[Opening Supplied records section]

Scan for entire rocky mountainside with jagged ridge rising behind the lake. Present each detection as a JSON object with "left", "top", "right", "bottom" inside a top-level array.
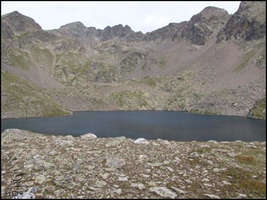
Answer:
[{"left": 1, "top": 2, "right": 266, "bottom": 118}]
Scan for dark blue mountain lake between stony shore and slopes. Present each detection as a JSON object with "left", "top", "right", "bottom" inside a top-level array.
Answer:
[{"left": 1, "top": 111, "right": 266, "bottom": 141}]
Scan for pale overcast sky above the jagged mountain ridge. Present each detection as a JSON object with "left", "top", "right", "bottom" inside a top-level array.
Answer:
[{"left": 1, "top": 1, "right": 240, "bottom": 33}]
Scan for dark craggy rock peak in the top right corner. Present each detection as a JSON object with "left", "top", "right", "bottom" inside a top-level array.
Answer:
[{"left": 217, "top": 1, "right": 266, "bottom": 42}]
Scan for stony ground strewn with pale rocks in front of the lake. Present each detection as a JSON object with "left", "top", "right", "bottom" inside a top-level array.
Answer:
[{"left": 1, "top": 129, "right": 266, "bottom": 198}]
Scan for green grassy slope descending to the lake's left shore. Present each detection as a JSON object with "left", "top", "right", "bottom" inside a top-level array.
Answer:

[Closing Supplied records section]

_Task description_
Search the preceding listing for the word "pale" and pull out every line that holds it.

_Expected output_
Scan for pale overcast sky above the jagged mountain ridge. Present each detection as a JSON object with "left", "top", "right", "bottom" inside a top-level array.
Scan for stony ground strewn with pale rocks in front of the lake. Present each detection as a JSON object with "left", "top", "right", "bottom" inside a top-level array.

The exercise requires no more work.